Items listed in a dataset
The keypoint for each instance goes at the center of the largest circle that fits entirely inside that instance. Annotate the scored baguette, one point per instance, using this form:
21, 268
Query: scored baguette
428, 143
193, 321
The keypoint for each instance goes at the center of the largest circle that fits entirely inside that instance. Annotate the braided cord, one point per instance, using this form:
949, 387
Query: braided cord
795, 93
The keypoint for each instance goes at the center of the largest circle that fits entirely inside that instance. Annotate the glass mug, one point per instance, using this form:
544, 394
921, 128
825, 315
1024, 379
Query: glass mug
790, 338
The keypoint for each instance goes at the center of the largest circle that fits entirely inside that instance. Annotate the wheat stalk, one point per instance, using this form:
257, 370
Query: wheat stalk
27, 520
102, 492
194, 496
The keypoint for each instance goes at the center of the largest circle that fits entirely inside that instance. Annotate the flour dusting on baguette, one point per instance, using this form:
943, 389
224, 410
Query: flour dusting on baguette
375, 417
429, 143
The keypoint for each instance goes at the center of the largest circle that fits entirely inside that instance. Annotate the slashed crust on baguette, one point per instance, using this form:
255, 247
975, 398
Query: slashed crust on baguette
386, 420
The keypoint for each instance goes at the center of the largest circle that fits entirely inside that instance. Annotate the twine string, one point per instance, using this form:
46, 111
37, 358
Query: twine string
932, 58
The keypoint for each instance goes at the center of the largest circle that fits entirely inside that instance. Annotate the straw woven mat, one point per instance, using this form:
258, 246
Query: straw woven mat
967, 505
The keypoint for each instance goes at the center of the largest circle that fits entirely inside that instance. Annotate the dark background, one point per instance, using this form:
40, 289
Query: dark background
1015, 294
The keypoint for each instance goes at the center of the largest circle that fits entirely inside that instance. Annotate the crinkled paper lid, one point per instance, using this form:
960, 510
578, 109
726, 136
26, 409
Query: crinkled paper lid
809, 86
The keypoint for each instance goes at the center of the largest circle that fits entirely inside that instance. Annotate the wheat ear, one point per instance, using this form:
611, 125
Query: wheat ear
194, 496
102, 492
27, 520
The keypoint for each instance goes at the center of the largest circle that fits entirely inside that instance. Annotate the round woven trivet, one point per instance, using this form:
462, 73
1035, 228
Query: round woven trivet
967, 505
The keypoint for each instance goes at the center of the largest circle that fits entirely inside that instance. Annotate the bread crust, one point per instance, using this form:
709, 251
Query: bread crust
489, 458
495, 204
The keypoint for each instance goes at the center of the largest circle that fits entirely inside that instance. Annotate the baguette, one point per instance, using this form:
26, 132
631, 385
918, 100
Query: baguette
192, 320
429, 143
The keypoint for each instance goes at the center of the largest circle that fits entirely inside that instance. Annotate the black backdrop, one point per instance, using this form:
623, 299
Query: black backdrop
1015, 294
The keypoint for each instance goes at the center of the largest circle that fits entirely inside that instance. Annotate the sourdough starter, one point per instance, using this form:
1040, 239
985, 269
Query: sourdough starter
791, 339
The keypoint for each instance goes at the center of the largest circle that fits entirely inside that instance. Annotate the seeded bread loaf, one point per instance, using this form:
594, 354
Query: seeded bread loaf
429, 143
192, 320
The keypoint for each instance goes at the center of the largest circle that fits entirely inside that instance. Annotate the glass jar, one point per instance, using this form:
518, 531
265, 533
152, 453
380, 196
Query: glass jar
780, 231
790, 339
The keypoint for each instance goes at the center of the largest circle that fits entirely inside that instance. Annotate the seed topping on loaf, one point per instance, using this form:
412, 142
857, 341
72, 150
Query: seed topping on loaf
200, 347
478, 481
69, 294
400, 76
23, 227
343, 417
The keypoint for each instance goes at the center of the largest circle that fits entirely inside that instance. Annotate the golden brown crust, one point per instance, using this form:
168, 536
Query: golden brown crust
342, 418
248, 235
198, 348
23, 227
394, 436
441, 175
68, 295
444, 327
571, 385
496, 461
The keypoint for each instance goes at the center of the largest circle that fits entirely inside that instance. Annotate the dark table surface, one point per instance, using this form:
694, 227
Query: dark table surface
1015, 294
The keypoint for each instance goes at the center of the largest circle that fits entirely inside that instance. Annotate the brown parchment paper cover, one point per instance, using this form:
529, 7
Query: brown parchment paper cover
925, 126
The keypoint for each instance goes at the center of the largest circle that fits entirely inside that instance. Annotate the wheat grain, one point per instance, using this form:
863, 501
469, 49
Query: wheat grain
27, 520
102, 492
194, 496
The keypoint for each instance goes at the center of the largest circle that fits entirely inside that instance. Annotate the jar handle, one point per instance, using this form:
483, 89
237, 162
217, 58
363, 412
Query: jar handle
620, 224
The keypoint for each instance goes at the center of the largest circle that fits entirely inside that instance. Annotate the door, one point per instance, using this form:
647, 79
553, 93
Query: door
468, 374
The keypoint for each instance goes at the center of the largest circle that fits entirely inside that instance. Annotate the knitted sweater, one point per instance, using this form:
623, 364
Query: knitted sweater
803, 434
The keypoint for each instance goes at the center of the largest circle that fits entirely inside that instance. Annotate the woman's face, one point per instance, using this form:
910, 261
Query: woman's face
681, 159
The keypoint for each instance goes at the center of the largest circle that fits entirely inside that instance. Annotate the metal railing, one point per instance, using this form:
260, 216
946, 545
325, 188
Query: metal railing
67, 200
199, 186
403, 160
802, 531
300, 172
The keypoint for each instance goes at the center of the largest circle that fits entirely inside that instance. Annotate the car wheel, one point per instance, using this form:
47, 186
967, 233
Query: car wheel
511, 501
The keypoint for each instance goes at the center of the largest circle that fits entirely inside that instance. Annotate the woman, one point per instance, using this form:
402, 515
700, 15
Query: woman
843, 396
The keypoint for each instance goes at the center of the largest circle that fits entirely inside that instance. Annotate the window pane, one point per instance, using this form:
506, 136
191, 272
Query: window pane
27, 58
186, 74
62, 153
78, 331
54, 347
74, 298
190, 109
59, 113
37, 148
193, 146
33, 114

## What needs to be done
Print each record word for word.

## Result for this exercise
The keypoint for each instance goes at the center of the largest circle that fits entirely inside that instance. Annotate the scored baguette, one point per instance, using this form:
21, 268
Query: scored baguette
428, 143
193, 321
The keypoint for each instance goes at the center of the largest circle that fits entirely inside that instance. Annotate the braided cord, one point per instance, using this form:
949, 387
Query: braided cord
795, 93
The keypoint for each instance goes at the center of the largest circle that fits entirely inside that instance. Annotate the glass mug, one point per instance, using this form:
544, 394
921, 128
825, 315
1024, 379
Query: glass mug
790, 338
The keypoint for each instance goes at the center of the largest circle that fits entirely inside that instance. Annotate the wheat stalk, one point per instance, using this form:
257, 370
Query: wheat stalk
27, 520
102, 492
194, 496
The keypoint for each instance goes at the center of the largest circle that fits entirely inside that instance. Annotate the flour dusting on baguette, one point per instance, using this form:
943, 389
224, 410
Query: flour dusting on baguette
375, 417
429, 143
The keypoint for each instance goes at the center of the largest circle that fits entirely inside that instance. Annotate the slashed crust on baguette, one point per instance, using this form:
255, 247
975, 398
Query: slashed crust on baguette
386, 420
The keypoint for each instance goes at the center of the largest circle that fits entirely inside that instance. Annotate the twine string, one point per instance, using this form:
46, 111
37, 358
Query: twine string
932, 58
The keypoint for each instance goes at the center of the largest circle that fits entirely inside that instance. Annotate the straw woven mat, one point per instance, using this form:
258, 246
Query: straw woven mat
967, 505
The keypoint for each instance goes at the center of the largest circle that fits entirely inside that instance. Annotate the dark background, one point per instance, using this form:
40, 289
Query: dark background
1015, 294
The keypoint for each instance goes at the center of the largest circle that fits entirely inside that instance. Annotate the crinkled paper lid, one point per instance, using this form:
960, 510
578, 109
726, 136
26, 409
Query: crinkled paper lid
809, 86
The keypoint for each instance goes at the center of the largest circle that fits entirely inside that instance. Annotate the wheat ear, one point per instance, using this form:
611, 125
Query: wheat ear
194, 496
102, 492
27, 520
The keypoint for each instance goes at the center of the largest circle that fits entirely inside that instance. Annotate the round woven trivet, one point per instance, using this form:
462, 73
1035, 228
Query: round woven trivet
967, 505
The keypoint for each instance goes at the center of the largest circle that fits entirely inside that instance. Annotate the bread crust, one point per instance, using this form:
709, 251
Query: bread crust
489, 458
495, 204
The keypoint for each instance goes at the center of the largest circle that fits entirely inside that instance. Annotate the baguette, one point per instance, using this form:
26, 132
631, 385
918, 100
Query: baguette
192, 320
429, 143
The keypoint for each instance goes at the center of the largest circle that fits entirely inside that instance. Annotate the black backdrop, one point per instance, using this form:
623, 299
Query: black backdrop
1015, 294
The keypoint for each instance goes at the center of the largest circle that fits entirely inside that instance. Annotate the sourdough starter, one point per instance, using this form:
1040, 239
985, 269
Query: sourdough starter
791, 339
The keypoint for each instance goes at the center of the largest circle that fits entirely inside that instance. Annotate the seeded bread loaf, one point per instance, using this form:
594, 354
Query: seeded bread loaf
429, 143
192, 320
The keypoint for each instance goes at the center of the largest circle that fits entirely inside that instance. Annotate the glass jar, one point per instance, using this form:
518, 531
265, 533
152, 453
380, 196
Query: glass jar
780, 231
790, 339
The keypoint for each instance goes at the center of the largest circle that fits entirely inside that instance. Annotate the seed topping on loaf, one point per instance, using this form:
412, 142
857, 341
72, 150
Query: seed topping on loaf
200, 347
478, 481
69, 294
400, 76
23, 227
343, 417
The keypoint for each instance goes at the center of the largest circle that fits entirely inside that instance. Annotate the golden brown crust, one point per instance, using this form:
168, 536
Query: golden brown crust
342, 418
248, 235
198, 348
23, 227
394, 436
441, 175
68, 295
444, 327
571, 385
496, 461
The keypoint for each instance goes at the center of the largest circle that fits entirely inside that instance. Annotate the dark table surface, one point per instance, using this form:
694, 227
Query: dark table surface
1015, 294
The keypoint for each instance goes at the center of the largest circle that fits entirely inside that instance. Annotate the brown parchment paper cover, one point per instance, using this form:
529, 7
Query: brown parchment paper cover
925, 126
The keypoint for each instance goes at the center of the largest circle that fits entirely inside that instance. Annotate the wheat grain, one point per instance, using this form:
863, 501
469, 49
Query: wheat grain
27, 520
102, 492
194, 496
The keypoint for each instance goes at the center of the largest circle that fits entirely inside that instance. Annotate the jar handle, one point per instance, using this form:
483, 89
237, 162
217, 58
363, 412
Query: jar handle
620, 224
The keypoint for each instance goes at the center of the largest circle that fits entirely inside that instance. Annotate the door, one point per instance, using this form:
647, 79
553, 93
Query: door
468, 374
The keypoint for each instance goes at the center of the largest circle that fits entirely inside that instance. Annotate the knitted sweater, one point per instance, using this form:
623, 364
Query: knitted sweater
803, 434
The keypoint for each instance goes at the center of the largest circle that fits entirely inside that instance. Annotate the woman's face, one point per instance, using this form:
910, 261
Query: woman's face
681, 159
The keypoint for each instance goes at the center of the largest circle that fits entirely inside that instance. Annotate the metal railing, one point per instance, using this form:
260, 216
946, 545
325, 188
Query: metal railing
67, 200
199, 186
403, 160
802, 531
300, 172
The keypoint for each instance goes at the center of the largest circle that fits entirely inside that instance. Annotate the car wheel, one point per instance, using this form:
47, 186
967, 233
Query: car wheel
511, 501
The keypoint for each instance goes at the center of the largest circle that fits entirely inside that instance. Annotate the woman, one point per instance, using this form:
402, 515
700, 15
Query: woman
843, 396
The keypoint for each instance goes at the center of the largest circle that fits entirely inside that instance. Annotate the window pane, one point per instance, using this form:
506, 136
191, 272
Query: window pane
27, 58
186, 74
62, 153
78, 331
54, 347
74, 298
190, 109
59, 113
37, 148
193, 146
33, 114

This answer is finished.